● Provided records
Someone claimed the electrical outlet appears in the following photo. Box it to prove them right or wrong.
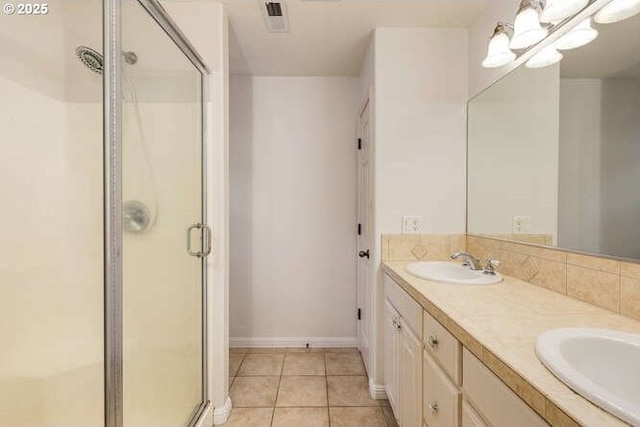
[513,216,531,233]
[402,216,422,234]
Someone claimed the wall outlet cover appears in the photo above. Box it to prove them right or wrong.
[513,216,532,233]
[402,216,422,234]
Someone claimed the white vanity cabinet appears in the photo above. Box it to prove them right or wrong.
[463,349,548,427]
[423,310,461,427]
[383,273,550,427]
[384,275,423,427]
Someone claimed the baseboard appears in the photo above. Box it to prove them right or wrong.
[194,401,213,427]
[229,336,359,348]
[369,377,387,400]
[213,396,232,426]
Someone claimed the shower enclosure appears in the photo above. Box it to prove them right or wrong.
[0,1,210,426]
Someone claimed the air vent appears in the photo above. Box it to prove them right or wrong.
[265,2,282,16]
[260,0,290,32]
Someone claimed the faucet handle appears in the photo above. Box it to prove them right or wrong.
[483,258,500,275]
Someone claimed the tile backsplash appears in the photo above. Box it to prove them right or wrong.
[381,233,640,322]
[467,235,640,322]
[381,234,466,262]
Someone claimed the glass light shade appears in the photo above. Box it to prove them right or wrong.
[526,45,563,68]
[594,0,640,23]
[482,33,517,68]
[510,8,549,49]
[556,18,598,50]
[540,0,589,23]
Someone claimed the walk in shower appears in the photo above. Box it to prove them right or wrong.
[0,1,210,426]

● Task instructions
Word for word, return the material, omitting the pictures.

● Solution
Someone claimed the electrical outlet appears in the following photo. Box it to prove them right or wrong.
[513,216,531,233]
[402,216,422,234]
Someone claimed the wall outlet cover appears in the photo above. Box it to prove them right or wrong.
[513,216,532,233]
[402,216,422,234]
Someone claimed the white vanity cabinet appears in the photo above. Box it to prove them right or wrong.
[463,349,548,427]
[423,310,461,427]
[383,273,550,427]
[384,275,423,427]
Someone claimed the baseboard appears in the photo above. Box it to prove them right or wrong.
[194,401,213,427]
[229,336,359,348]
[369,377,387,400]
[213,396,232,426]
Someone claimed the shower enclosure appears in the photo above. Box it to prove them right or wrong.
[0,1,210,426]
Someone claimed the air vent appears in the photo above. Box it to prove them right or wrong.
[265,2,282,16]
[260,0,290,32]
Someone claimed the faucet handle appears in the photo above. Box it to prove them right or wrong.
[483,258,500,275]
Someone claimed the tile backsplash appears in the photo above. Box it to prove them right or wrong.
[381,233,640,322]
[467,235,640,322]
[381,234,466,262]
Someone claimed the glass light shade appears in the photo above. Box it to prove them right or wrong.
[526,45,563,68]
[594,0,640,23]
[482,33,517,68]
[510,8,549,49]
[556,18,598,50]
[540,0,589,23]
Someone claimed the walk in shower appears in the photo above. Box it to prove them right or wrong.
[0,1,210,426]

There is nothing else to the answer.